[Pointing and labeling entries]
..............................
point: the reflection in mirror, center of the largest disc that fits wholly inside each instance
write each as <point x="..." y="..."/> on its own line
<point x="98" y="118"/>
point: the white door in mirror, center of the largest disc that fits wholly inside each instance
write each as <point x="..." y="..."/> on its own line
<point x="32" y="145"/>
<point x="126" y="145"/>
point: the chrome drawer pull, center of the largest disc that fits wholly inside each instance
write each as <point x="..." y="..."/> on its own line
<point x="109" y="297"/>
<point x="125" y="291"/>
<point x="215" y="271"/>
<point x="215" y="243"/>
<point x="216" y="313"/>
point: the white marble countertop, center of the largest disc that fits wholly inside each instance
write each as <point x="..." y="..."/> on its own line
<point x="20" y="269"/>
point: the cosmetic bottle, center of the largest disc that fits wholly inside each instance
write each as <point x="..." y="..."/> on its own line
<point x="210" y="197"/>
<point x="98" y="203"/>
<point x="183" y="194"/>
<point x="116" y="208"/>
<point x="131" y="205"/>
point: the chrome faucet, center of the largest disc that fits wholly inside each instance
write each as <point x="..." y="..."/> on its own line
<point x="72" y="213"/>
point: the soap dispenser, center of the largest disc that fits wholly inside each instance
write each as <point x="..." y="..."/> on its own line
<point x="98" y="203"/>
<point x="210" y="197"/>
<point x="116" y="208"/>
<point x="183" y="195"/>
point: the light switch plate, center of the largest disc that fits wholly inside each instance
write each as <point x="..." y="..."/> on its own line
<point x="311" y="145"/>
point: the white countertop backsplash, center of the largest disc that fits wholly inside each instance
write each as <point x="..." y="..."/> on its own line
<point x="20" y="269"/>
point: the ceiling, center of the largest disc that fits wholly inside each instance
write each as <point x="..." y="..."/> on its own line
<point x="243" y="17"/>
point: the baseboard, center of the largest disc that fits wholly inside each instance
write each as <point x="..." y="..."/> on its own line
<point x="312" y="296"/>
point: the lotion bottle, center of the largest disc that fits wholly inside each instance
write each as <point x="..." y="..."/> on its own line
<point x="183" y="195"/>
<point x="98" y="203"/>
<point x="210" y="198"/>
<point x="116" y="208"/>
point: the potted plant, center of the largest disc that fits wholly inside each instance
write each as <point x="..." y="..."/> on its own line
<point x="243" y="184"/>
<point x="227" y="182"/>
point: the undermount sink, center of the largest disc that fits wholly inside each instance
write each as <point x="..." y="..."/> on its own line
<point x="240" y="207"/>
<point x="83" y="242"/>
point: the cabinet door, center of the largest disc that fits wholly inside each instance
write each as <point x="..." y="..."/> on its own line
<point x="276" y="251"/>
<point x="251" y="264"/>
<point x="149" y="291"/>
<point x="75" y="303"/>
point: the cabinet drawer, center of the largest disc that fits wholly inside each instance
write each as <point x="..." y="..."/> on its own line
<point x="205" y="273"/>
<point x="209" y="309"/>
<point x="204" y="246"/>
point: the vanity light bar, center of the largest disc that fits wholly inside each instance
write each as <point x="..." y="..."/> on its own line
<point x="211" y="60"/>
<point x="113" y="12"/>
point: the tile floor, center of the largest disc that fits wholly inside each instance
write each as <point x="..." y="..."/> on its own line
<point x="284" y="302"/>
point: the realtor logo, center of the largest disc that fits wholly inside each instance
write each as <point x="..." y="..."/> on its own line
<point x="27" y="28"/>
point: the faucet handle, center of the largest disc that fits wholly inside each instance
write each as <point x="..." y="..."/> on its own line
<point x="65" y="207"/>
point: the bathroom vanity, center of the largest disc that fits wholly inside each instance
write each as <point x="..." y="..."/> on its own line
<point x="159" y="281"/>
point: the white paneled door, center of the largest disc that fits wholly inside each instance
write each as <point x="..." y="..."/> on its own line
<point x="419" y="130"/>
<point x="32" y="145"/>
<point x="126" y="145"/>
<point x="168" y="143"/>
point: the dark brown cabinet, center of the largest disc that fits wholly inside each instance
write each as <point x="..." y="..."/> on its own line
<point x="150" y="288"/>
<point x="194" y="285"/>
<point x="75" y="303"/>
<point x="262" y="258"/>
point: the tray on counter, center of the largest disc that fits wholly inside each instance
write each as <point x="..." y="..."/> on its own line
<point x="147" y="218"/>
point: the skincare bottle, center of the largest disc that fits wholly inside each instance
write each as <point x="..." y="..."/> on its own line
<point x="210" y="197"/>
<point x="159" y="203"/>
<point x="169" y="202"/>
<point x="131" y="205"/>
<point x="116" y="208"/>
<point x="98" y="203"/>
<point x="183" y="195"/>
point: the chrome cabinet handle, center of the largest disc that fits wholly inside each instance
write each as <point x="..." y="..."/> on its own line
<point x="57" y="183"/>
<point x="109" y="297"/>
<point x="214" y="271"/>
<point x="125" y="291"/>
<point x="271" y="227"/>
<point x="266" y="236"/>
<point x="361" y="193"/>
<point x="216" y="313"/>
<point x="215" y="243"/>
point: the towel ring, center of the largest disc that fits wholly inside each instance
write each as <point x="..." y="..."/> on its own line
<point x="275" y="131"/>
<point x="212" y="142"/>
..............................
PROBLEM TO SOLVE: Please rewrite the listing above, substituting "largest circle" for each occurrence of "largest disc" and leaving everything else unchanged.

EXERCISE RESULT:
point: the reflection in mirror, center of the largest circle that fits wholly inside each instance
write each as <point x="..." y="..."/> on its own line
<point x="98" y="118"/>
point: the white door in mirror, center of the largest circle that fits wholly inside each instance
write each as <point x="..." y="..."/> on its own line
<point x="32" y="145"/>
<point x="126" y="145"/>
point: the chrome drawer pull, center of the largest circle that fits wholly inside each instance
write each as <point x="..." y="..."/> on its own line
<point x="109" y="297"/>
<point x="125" y="291"/>
<point x="215" y="271"/>
<point x="215" y="243"/>
<point x="216" y="313"/>
point: the white marble countertop, center of the largest circle that fits wholly inside each instance
write each as <point x="..." y="..."/> on its own line
<point x="20" y="269"/>
point: the cosmetic bottle, center of the largest circle that fits wholly inside each instance
write each as <point x="..." y="..."/> on its own line
<point x="210" y="197"/>
<point x="98" y="203"/>
<point x="183" y="194"/>
<point x="116" y="208"/>
<point x="131" y="205"/>
point: the chrome faucet, center of the largest circle that fits wholly inside each instance
write each as <point x="..." y="..."/> on its own line
<point x="72" y="213"/>
point: the soap dispenser, center of the largest circle that fits wholly inside each instance
write each as <point x="..." y="..."/> on its own line
<point x="98" y="203"/>
<point x="210" y="197"/>
<point x="116" y="208"/>
<point x="183" y="195"/>
point: the light switch plate, center of the largest circle that fits wholly inside each instance
write each as <point x="..." y="..."/> on its own line
<point x="311" y="145"/>
point: the white countertop backsplash, center of the largest circle that fits wholly inside each instance
write each as <point x="..." y="..."/> on its own line
<point x="20" y="269"/>
point: the ceiling, center of the largest circle that fits wholly inside each instance
write each as <point x="..." y="..."/> on its own line
<point x="243" y="17"/>
point: the baseboard, center of the largest circle that fits wholly inside each instance
write each as <point x="..." y="..."/> on its own line
<point x="312" y="296"/>
point: the lotion bottle, center of the largest circle that fits wholly inside each instance
write each as <point x="..." y="..."/> on its own line
<point x="183" y="195"/>
<point x="98" y="203"/>
<point x="210" y="198"/>
<point x="116" y="208"/>
point: the potted plant, center of the largest circle that fits wholly inside each instance
write each as <point x="..." y="..."/> on its own line
<point x="243" y="184"/>
<point x="227" y="182"/>
point: the undermount sink, center of the largest circle that fits wholly inside each instance
write each as <point x="..." y="..."/> on its own line
<point x="240" y="207"/>
<point x="83" y="242"/>
point: the cabinet door, center of the largest circle that fits wholly inside each instance
write each as <point x="..." y="..."/> on its own line
<point x="276" y="251"/>
<point x="251" y="264"/>
<point x="149" y="291"/>
<point x="75" y="303"/>
point: the cabinet drawer, center of the largest circle that fits wholly inside each instance
write each as <point x="..." y="..."/> on its own line
<point x="205" y="273"/>
<point x="209" y="309"/>
<point x="204" y="246"/>
point: the vanity light bar, center of the largest circle that fits wholly inside each instance
write each as <point x="..." y="..."/> on its own line
<point x="211" y="60"/>
<point x="113" y="12"/>
point: the tile floor, center of the largest circle that fits wholly inside each instance
write each as <point x="..." y="..."/> on its own line
<point x="284" y="302"/>
point: the realtor logo, center of the largest circle that fits wholly inside each instance
write each as <point x="..." y="..."/> on its own line
<point x="27" y="28"/>
point: the faucet handle, center of the largest circle that fits wholly inside each instance
write each as <point x="..." y="..."/> on its own line
<point x="65" y="207"/>
point: the bathroom vanity, center of the largest circle that fits wholly inside each instance
write each as <point x="..." y="..."/> on its own line
<point x="159" y="281"/>
point: the white paneled door, center of the largest circle that fits wholly inside each instance
write each as <point x="..." y="..."/> on its own line
<point x="419" y="130"/>
<point x="32" y="145"/>
<point x="126" y="145"/>
<point x="168" y="143"/>
point: the dark brown cabinet, center of the largest circle that fits wholly inside each instance
write each as <point x="..." y="..."/> on its own line
<point x="150" y="288"/>
<point x="194" y="285"/>
<point x="75" y="303"/>
<point x="262" y="258"/>
point: the tray on counter, center of the largest circle that fits wholly inside each instance
write each as <point x="..." y="..."/> on its own line
<point x="147" y="218"/>
point: the skincare bottle, center of the largest circle that fits wholly inside each instance
write each as <point x="..." y="..."/> on its own line
<point x="210" y="197"/>
<point x="159" y="203"/>
<point x="169" y="202"/>
<point x="131" y="205"/>
<point x="116" y="208"/>
<point x="98" y="203"/>
<point x="183" y="195"/>
point: the chrome cabinet handle, center of the largest circle that fits wholly inside each instance
write each as <point x="..." y="..."/> on its own line
<point x="57" y="183"/>
<point x="109" y="297"/>
<point x="214" y="271"/>
<point x="125" y="291"/>
<point x="271" y="227"/>
<point x="266" y="236"/>
<point x="361" y="193"/>
<point x="216" y="313"/>
<point x="215" y="243"/>
point: the towel ring, center of the largest circle that fits wholly inside each instance
write each as <point x="..." y="..."/> on its own line
<point x="275" y="131"/>
<point x="212" y="142"/>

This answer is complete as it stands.